課題:
『金閣寺』の読書会を描いた文章を、最後の文の後から書き継ぐこと。

本文抜粋:
ある年の瀬の午後。東京・K市の老舗喫茶室の地下席で。私は背中を丸め、熱いココアをすすりながら、とある会の開始を待っていた。

隣には今日誘ってくれた友人がいるが、ガタつくテーブルを3つ繋げ、ぎゅう詰めに座っている他の10人のうち、私達以外は全て老紳士だった。しかも互いに顔見知りらしい。そして誰もが三島由紀夫の『金閣寺』の文庫本を携えている。来た順で奥から座り私がちょうど真ん中だ。これはきっと会の終わりまで中座できない。

時勢により全員マスクで顔の上しかわからない。老紳士達は防寒第一で、黒や紺のダウンにマフラー姿だ。ざっくり編んだニット帽を被ったままの人もいる。しかし彼らの目の奥には、これから宝探しに出る少年たちのような光が宿っていた。それがあからさまでないように、大人の佇まいに巧みに隠してはいるが。

今日は『金閣寺』の読書会だ。三島はあまり好きじゃないけれど『金閣寺』は別だ。美そのものと全面対峙できる貴重な機会だ。私こそ心ときめいているじゃないか。年齢こそ違えど誰もが同じスタート地点に集まっている。そしてまもなく始まる精神の旅への離陸を、いまかいまかと楽しみに待っているところだ。ちなみに友人は、この中の1人と以前、仕事上の付き合いがあったのだという。互いに純文学マニアだということがわかり、3年前からこの読書会に参加させてもらっていると。今日、私は「あなたの好きな『金閣寺』だから」ということで、見知らぬ人たちの輪に混ぜてもらったというわけだ。

「いやー難しいね」
「まあミシマはね・・・」
「もう一度読みたかったけど、最近忙しくてさ」
「師走だもん、しょうがないさ」
読書会(だけじゃなく日本社会)にありがちな、男2人のけん制タイム。とはいえ、すぐ隣を陣取るところを見るに、もともと気が合うのだろう。

最奥にいる2人は、白磁器のコーヒーカップに手を伸ばしつつ、手持ち無沙汰にページをパラパラ繰っている。うまく暖房が行き届かないのか、寒そうに腕組みしながら話し始めた。
「しかし、こんなこと普通します?」
「放火ね。しかも動機が”美への嫉妬”でしょ?」
「聞いたことないよね」
「実際の犯人もそう言ったの?」
「いや、違う。これは三島の創作」
「また高尚な芸術論だ」
「僕、キホン芸術はわからないってスタンスで生きてる」
「変にわかるって言う奴より正直でいいよ」
「だから今日は皆の意見を聞くのが楽しみなの」
「うん。でも三島はよくこれを小説にしたよ」
「こんなことテーマにした話もないわな」

・・・ざわつき。

うわさ。

人々の囁き声。

ああ、あの作品の始まりみたいだ。

記録一覧:

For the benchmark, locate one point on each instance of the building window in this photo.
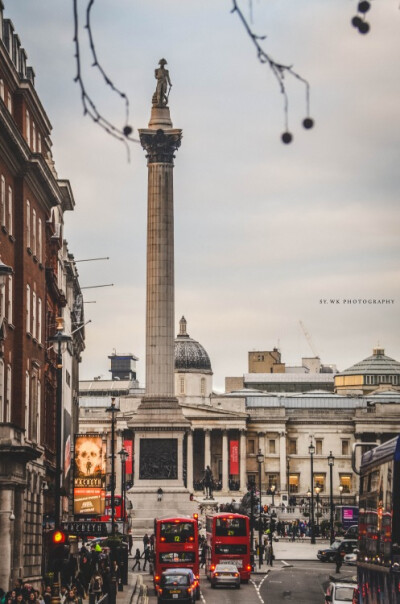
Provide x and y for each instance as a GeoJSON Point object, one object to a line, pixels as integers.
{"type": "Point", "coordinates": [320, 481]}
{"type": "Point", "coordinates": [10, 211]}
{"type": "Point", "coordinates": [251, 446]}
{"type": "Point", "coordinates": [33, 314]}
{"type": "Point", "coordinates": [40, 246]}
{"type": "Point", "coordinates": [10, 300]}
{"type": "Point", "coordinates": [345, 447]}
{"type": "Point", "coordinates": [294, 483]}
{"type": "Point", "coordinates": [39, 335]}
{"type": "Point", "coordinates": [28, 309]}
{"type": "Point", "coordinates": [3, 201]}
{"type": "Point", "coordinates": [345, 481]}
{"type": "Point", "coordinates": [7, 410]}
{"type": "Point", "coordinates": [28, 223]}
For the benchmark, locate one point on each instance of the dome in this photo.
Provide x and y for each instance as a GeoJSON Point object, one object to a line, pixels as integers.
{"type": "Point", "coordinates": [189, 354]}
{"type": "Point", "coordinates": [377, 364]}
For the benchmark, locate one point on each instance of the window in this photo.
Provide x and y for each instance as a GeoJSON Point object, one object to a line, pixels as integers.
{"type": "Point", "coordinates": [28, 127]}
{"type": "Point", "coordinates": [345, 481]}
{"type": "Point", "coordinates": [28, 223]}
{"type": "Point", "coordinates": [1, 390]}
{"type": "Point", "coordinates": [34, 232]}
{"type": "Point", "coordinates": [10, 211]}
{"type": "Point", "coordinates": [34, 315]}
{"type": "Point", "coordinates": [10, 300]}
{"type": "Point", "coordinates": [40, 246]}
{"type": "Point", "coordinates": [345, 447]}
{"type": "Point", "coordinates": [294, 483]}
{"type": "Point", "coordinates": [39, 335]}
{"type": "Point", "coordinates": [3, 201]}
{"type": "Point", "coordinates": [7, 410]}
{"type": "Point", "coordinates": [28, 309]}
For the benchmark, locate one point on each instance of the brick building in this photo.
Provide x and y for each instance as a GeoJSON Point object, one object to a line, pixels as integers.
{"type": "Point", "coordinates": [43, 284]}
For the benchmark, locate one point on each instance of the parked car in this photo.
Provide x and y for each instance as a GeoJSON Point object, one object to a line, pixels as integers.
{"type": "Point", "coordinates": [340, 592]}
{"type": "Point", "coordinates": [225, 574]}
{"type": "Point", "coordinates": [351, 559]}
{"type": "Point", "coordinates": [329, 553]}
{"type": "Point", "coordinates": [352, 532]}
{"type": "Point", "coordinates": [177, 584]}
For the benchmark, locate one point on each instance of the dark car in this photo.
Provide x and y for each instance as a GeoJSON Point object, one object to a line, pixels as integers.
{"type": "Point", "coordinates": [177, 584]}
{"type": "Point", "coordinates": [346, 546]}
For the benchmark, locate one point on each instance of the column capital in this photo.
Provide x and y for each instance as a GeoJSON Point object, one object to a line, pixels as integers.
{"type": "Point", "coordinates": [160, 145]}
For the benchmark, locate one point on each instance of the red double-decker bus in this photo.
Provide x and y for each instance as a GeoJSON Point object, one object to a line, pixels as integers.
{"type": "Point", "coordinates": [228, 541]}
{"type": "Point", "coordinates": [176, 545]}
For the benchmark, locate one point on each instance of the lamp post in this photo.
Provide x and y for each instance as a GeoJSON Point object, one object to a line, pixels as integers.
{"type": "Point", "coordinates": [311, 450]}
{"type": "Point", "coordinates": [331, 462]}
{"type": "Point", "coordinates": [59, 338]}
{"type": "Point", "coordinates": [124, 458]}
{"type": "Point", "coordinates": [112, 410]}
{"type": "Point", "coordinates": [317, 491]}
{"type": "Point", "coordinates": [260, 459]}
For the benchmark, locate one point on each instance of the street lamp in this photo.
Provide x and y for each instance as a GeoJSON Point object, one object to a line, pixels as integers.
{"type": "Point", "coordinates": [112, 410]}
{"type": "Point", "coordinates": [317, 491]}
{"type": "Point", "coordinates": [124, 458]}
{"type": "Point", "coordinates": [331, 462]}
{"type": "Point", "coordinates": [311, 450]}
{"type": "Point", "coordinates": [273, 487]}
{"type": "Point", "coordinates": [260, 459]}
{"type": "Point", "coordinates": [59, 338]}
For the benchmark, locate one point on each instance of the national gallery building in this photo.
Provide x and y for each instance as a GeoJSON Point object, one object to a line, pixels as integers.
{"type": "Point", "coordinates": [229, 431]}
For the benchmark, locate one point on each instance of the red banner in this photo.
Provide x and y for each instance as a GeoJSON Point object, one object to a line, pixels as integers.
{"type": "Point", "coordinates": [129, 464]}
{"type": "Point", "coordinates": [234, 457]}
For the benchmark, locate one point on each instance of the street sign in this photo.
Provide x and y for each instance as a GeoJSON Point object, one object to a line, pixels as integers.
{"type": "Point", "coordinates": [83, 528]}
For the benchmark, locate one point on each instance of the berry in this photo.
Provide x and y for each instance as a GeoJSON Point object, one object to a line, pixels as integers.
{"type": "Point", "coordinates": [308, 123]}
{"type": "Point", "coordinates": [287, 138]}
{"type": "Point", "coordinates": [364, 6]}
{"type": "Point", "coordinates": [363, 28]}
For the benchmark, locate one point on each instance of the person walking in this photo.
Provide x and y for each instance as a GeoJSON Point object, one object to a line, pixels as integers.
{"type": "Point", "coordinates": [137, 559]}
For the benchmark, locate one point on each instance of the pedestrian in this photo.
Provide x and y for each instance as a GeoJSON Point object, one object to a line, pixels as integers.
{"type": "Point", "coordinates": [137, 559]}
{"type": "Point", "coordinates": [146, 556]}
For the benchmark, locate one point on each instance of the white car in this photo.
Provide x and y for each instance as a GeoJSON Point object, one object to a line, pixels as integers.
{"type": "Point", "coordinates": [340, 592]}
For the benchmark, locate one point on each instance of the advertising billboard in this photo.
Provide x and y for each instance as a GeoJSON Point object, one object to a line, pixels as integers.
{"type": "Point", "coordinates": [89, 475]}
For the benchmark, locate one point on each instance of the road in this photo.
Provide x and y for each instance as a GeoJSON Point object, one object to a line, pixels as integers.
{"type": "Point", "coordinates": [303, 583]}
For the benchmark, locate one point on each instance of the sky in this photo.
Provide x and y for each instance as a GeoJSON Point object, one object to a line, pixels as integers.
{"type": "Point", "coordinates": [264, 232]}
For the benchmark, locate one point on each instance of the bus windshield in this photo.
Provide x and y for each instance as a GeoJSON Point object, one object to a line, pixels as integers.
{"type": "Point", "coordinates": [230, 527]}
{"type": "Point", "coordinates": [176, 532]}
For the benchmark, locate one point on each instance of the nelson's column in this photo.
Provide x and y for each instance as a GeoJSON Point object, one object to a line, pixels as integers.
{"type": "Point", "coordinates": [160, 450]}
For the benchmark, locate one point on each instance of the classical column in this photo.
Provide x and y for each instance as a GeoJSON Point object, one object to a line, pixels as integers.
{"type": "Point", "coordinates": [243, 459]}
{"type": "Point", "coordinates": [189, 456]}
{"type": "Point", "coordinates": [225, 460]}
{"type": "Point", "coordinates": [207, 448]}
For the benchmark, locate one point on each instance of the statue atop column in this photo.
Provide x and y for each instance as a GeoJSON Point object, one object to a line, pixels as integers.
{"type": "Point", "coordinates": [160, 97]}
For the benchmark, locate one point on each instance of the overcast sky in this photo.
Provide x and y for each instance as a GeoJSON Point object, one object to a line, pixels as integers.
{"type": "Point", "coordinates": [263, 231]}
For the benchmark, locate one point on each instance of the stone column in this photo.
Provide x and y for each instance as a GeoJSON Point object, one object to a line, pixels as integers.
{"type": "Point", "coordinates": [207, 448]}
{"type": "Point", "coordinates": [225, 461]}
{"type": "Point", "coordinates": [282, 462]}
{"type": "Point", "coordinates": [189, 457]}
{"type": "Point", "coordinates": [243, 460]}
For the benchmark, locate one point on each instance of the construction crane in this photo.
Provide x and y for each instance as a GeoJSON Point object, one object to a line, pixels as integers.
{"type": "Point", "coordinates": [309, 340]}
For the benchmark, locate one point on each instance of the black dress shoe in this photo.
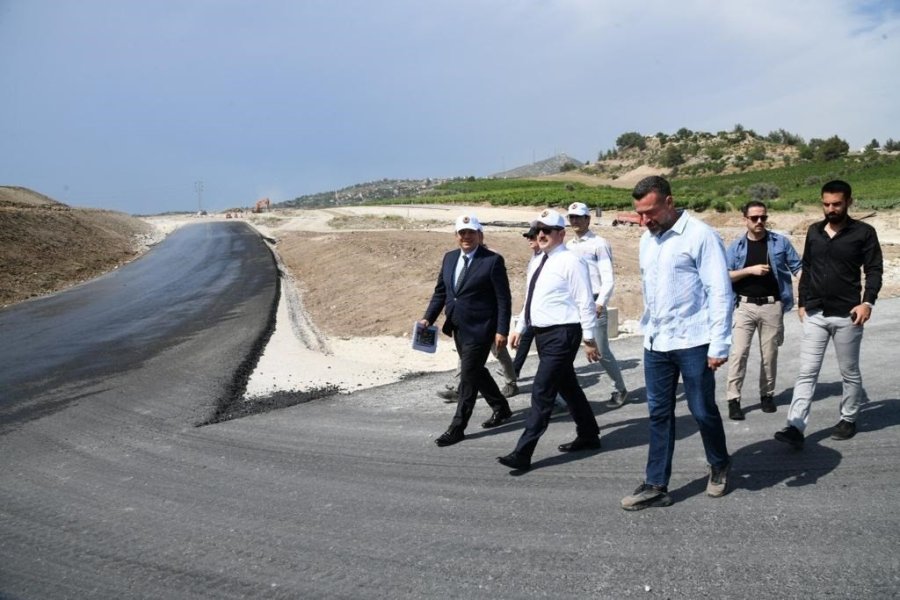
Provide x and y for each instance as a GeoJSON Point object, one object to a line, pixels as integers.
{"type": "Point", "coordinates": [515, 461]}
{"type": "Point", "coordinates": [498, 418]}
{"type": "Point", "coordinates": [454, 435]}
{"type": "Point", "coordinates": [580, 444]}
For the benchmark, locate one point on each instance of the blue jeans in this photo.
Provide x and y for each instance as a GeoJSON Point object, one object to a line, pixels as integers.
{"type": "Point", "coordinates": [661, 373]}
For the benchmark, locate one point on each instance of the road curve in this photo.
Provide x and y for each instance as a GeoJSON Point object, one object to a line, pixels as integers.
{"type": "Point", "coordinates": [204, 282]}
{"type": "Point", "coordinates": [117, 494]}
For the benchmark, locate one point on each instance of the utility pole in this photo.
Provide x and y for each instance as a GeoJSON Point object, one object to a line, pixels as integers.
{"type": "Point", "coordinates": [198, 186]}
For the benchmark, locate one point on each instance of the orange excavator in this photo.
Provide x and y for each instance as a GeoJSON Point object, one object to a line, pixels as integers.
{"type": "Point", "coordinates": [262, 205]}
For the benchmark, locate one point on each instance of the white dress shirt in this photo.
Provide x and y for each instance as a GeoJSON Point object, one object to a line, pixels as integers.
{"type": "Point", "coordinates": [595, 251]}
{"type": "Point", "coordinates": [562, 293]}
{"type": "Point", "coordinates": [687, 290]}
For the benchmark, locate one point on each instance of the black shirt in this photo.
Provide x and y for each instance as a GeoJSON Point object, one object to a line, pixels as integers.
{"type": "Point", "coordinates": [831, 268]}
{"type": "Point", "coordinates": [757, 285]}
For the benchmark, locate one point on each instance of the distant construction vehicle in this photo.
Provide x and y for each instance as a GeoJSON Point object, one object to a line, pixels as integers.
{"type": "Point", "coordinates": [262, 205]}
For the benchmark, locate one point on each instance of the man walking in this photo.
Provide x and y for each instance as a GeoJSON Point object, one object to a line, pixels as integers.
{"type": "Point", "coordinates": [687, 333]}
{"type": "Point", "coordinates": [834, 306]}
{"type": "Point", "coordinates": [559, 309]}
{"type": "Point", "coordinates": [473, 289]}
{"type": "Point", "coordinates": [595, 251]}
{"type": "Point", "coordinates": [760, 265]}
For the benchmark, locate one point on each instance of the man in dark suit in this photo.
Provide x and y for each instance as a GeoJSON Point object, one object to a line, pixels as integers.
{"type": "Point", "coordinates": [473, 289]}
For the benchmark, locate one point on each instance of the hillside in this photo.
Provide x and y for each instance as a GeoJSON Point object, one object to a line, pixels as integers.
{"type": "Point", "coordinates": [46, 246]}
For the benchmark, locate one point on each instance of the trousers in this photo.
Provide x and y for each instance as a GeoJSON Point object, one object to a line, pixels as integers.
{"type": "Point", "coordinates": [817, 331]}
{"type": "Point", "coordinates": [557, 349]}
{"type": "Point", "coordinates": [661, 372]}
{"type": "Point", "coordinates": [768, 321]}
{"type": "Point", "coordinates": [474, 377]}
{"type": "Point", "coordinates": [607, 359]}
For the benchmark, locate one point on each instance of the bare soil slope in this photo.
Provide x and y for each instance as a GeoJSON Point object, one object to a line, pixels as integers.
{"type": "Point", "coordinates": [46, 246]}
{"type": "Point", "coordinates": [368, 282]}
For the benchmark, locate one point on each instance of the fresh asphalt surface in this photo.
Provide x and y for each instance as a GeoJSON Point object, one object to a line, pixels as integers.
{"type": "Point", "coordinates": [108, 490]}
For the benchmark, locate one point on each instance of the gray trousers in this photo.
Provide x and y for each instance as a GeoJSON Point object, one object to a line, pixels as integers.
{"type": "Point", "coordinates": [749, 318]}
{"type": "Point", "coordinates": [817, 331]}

結果:
もうひとつの、
美への嫉妬が動機の殺人の物語

「あの…あります」

思わずココアを中断した。
心の中、私は喫茶室の中心で高らかに叫ぶ。

ありますよ、

「アマデウスが!」

音楽が、鳴り響く。

とまあ、こんなある日の読書会シーンから初めてしまいました。ひとしきり「アマデウス」のオープニングに使われた交響曲第25番第1楽章が切り裂くように駆け巡ったところで、さて本題に。

今日は「美への嫉妬」しかも、誰かの美しさとかではない美そのものへの嫉妬という、あまり聞いたことのない動機により身を持ち崩す主人公を描いた東西2つの物語、三島由紀夫の『金閣寺』そしてペーター・シェーファーの『アマデウス』同じキーワードから同時紹介していきたいと思います。

①あらすじ

三島由紀夫の『金閣寺』は、1950年(昭和25年)7月2日未明に起こった「金閣寺放火事件」をもとに、犯人・溝口(実際の犯人は当時金閣寺の見習い僧侶で大学生の林承賢)が犯行に至るまでの経緯を追った小説です。

福井のしがない雇われ僧侶のもとに生まれた溝口は「金閣寺ほど美しい寺はない」と繰り返す父の言葉を聞いて育ち、漠然と「金閣=この世の最高美」という価値観を形成していきました。溝口は美に憧れていました。それというのも、自身が元来の吃音症だったからです。吃ってしまうことで周囲とのコミュニケーションに「嫌な時差」を生じさせてしまう醜い自分。言いたいことが他者に滑らかに伝わらないという生きづらさは、まっすぐな気持ちをひねくれさせ、思いを誰にも共有せずに内に籠らせていくようになります。

やがて10代半ば、縁あって金閣の見習い僧侶になった溝口。しかし彼は(傍からみれば)こんなラッキーな境遇に感謝するどころか、さらに「最高に美しい金閣 VS 最高に醜い自分」という対立構造を心の中に作り上げます。もはやこれが彼の生きるモチベーションでした。その頑固なまでのこだわりは、友人の助言すら耳に入りません。彼にとっては女性などは「不可解かつ恐るべき下等生物」です。自分(と他者)への嫌悪、僧侶として出世できるかという将来への不安。その頂きにそびえ立つ「金閣」という圧倒的存在。彼は金閣に焦りやプレッシャーを感じるようになります。そしてついに、こんな想念に取り憑かれ始めます。「金閣を焼かねばならぬ」

一方の『アマデウス』、こちらはイギリスの劇作家ペーター・シェーファーによって書かれた舞台脚本です。何といっても1984年の映画化が、この作品を決定的にメジャーなものにしました。

18世紀、神聖ローマ帝国の宮廷作曲家アントニオ・サリエリ。イタリアの片田舎で育ったサリエリは密かに音楽を志し、幼少期から活躍していた同年代の天才、モーツァルトに憧れていました。「神さま。あなたに全てを捧げますから、僕を世界一の作曲家にしてください」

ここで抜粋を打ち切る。